▶ Aim
Write out the listing below word for word, starting at its first line and ending with the line that contains "604 250 615 306".

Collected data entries
• • • • • • •
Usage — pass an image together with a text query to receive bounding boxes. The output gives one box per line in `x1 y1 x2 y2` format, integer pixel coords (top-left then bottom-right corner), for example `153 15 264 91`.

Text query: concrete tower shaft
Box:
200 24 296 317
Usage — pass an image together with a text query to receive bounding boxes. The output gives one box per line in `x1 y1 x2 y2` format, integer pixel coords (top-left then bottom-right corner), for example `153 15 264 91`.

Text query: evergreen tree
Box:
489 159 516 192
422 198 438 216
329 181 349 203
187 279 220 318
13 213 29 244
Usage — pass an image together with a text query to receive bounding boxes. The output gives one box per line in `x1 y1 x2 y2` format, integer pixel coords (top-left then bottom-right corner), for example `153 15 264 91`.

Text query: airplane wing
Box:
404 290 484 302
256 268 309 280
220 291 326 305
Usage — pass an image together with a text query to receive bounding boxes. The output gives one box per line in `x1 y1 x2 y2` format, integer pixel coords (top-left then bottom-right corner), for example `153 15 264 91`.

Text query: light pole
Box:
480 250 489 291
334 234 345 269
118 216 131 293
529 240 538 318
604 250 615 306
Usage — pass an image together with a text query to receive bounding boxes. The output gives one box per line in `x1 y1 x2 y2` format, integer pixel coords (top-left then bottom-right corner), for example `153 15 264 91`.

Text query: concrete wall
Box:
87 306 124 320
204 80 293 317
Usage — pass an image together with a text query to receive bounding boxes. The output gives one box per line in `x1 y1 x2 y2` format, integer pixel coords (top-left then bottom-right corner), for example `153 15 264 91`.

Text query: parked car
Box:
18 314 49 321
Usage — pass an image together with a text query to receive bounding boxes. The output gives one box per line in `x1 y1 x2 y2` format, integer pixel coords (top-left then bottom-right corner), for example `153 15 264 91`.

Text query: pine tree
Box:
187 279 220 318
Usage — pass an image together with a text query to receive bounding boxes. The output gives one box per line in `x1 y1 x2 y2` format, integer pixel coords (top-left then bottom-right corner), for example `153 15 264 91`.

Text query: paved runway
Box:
• • • • • • •
▶ Completed task
Usage — pass an image together with a text query to receive bounding boxes. The output gives one box per line in `x1 y1 x2 y2` format, integer pixel coords (top-left then bottom-right corner), for example `153 15 264 91`.

Text query: concrete tower shaft
Box:
200 24 296 317
Usage — pass an image together with a text query to receive bounding boxes. The output gives one box per line in `x1 y1 x2 y2` format, integer pixel coords (top-left then bottom-right corner), for example `153 15 264 91`.

Text query: evergreen tree
Box:
489 159 516 192
422 198 438 216
329 181 349 203
187 279 220 318
13 213 29 244
Usage — pass an image together with a text query to receive bounding boxes. The output gives one box per line in `x1 y1 x2 y2` format, integer pixel coords (top-left then bottom-right corner), for example `153 15 264 91`.

Text query: airplane wing
Box:
404 290 484 302
256 268 309 280
220 291 326 305
Usage — pass an image together with a text query to receive bounding boxes. The output gives one box per line in `x1 y1 x2 y2` format, integer pixel coords (top-left then bottom-right corner), for example `153 15 264 91`.

Text query: light pole
Box:
480 250 489 291
334 234 345 269
118 216 131 293
529 240 538 318
604 250 615 306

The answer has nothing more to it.